### FRAGMENTO DE TEXTO
——
Termino de leer La reina oculta de Jorge Molist. El autor presenta un Jesús mitológico que nada tiene que ver con el Jesús de los evangelios. Un Jesús al que se le puede manipular a conveniencia. Este Jesús no es el Hijo de Dios que hace nuevas a las personas a quienes creen en Él como Señor y Salvador. Este Jesús imaginario, como cualquier otra persona, real o literaria, no cambia el corazón de las personas. El embrollo imaginado por Jorge Molist al escribir La reina oculta, distrae pero deja indiferente al lector. Este Jesús convertido en leyenda literaria no es el Jesús que necesitan las personas para liberarse del malhumor que les persigue como galgo hambriento.
La conversión a Cristo de Saulo de Tarso que más tarde se le conocería como el apóstol Pablo fue muy dramática. Dirigiéndose a Damasco con el propósito de detener a los cristianos que vivían en aquella ciudad para llevárselos a Jerusalén para ser juzgados y castigados, un repentino resplandor celestial lo cegó y le hizo caer del caballo. Una vez alojado en la ciudad Jesús envió a Ananías para que entre otras cosas le dijese: “Cuánto le es necesario padecer por mi Nombre” (Hechos 9: 16). Recién convertido a Cristo judíos fanáticos empezaron a perseguirle con el propósito de matarlo. Los discípulos protegieron a Pablo “tomándole de noche, lo bajaron por el muro descolgándole en una canasta” (v. 23).
——
### TU TAREA
Vuelve a escribir el fragmento de texto completo, sin cambiar nada.

(Registros de una fuente de datos)
——
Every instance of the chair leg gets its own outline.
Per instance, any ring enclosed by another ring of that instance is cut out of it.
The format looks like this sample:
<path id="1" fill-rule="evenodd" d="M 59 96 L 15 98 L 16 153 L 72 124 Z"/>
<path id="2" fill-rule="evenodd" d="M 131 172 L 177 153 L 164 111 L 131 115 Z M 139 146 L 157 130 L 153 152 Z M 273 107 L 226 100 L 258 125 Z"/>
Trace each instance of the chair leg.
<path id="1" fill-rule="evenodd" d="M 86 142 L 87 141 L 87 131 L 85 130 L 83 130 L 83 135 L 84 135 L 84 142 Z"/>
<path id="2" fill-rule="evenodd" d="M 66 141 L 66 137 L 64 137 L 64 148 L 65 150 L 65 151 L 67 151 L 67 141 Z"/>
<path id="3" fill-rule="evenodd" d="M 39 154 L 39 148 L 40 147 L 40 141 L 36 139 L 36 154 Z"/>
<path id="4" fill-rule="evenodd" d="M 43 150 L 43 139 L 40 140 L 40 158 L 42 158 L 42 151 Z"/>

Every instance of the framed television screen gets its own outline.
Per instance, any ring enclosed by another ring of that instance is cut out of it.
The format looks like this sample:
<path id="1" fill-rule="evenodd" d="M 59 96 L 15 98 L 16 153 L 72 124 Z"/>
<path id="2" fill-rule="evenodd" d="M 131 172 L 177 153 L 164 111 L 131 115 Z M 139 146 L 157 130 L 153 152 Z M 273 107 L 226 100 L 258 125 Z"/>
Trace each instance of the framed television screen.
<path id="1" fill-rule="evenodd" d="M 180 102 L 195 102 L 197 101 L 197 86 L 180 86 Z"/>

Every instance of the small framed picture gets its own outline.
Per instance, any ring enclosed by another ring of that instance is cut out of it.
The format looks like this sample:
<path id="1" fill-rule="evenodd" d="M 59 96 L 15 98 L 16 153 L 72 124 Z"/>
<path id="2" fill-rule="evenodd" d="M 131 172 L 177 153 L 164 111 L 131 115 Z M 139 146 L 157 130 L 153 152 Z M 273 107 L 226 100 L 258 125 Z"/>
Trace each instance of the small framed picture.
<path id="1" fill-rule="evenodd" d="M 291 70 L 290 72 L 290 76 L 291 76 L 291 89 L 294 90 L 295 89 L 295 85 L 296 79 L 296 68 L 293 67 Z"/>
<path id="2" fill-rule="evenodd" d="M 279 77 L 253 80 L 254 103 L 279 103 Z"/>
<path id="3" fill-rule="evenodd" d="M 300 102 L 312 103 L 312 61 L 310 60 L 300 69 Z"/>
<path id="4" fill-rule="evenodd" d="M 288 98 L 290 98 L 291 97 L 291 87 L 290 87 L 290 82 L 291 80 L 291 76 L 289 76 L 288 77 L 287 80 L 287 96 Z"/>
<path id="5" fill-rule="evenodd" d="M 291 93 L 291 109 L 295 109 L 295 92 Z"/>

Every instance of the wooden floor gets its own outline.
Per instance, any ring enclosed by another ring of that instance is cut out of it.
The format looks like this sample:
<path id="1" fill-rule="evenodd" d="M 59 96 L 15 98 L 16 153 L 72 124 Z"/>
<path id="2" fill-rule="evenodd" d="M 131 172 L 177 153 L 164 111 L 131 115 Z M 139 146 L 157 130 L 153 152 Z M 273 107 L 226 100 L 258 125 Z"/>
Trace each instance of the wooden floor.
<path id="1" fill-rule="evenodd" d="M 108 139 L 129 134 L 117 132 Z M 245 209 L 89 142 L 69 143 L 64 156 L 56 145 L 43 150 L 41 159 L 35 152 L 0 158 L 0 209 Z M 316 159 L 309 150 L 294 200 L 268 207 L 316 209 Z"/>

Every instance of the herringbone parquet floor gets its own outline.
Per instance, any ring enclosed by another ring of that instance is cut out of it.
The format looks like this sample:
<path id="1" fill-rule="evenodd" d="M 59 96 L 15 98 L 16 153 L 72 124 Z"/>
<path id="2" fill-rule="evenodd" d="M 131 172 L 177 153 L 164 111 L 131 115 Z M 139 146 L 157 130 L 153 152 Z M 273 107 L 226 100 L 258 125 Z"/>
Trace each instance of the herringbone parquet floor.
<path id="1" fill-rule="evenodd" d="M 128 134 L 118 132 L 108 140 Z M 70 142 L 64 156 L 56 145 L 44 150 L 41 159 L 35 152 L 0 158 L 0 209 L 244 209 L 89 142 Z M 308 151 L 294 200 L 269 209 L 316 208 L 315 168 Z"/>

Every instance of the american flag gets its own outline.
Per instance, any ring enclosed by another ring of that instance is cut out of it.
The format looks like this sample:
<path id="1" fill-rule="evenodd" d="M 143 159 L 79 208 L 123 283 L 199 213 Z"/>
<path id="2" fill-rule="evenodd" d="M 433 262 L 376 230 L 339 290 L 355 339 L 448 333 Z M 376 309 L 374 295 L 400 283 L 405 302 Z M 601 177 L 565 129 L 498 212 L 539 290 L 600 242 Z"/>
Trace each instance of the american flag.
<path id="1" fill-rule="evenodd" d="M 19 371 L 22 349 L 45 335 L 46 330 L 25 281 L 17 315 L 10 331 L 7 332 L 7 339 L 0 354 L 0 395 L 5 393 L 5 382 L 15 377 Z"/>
——
### RESULTADO
Termino de leer La reina oculta de Jorge Molist. El autor presenta un Jesús mitológico que nada tiene que ver con el Jesús de los evangelios. Un Jesús al que se le puede manipular a conveniencia. Este Jesús no es el Hijo de Dios que hace nuevas a las personas a quienes creen en Él como Señor y Salvador. Este Jesús imaginario, como cualquier otra persona, real o literaria, no cambia el corazón de las personas. El embrollo imaginado por Jorge Molist al escribir La reina oculta, distrae pero deja indiferente al lector. Este Jesús convertido en leyenda literaria no es el Jesús que necesitan las personas para liberarse del malhumor que les persigue como galgo hambriento.
La conversión a Cristo de Saulo de Tarso que más tarde se le conocería como el apóstol Pablo fue muy dramática. Dirigiéndose a Damasco con el propósito de detener a los cristianos que vivían en aquella ciudad para llevárselos a Jerusalén para ser juzgados y castigados, un repentino resplandor celestial lo cegó y le hizo caer del caballo. Una vez alojado en la ciudad Jesús envió a Ananías para que entre otras cosas le dijese: “Cuánto le es necesario padecer por mi Nombre” (Hechos 9: 16). Recién convertido a Cristo judíos fanáticos empezaron a perseguirle con el propósito de matarlo. Los discípulos protegieron a Pablo “tomándole de noche, lo bajaron por el muro descolgándole en una canasta” (v. 23).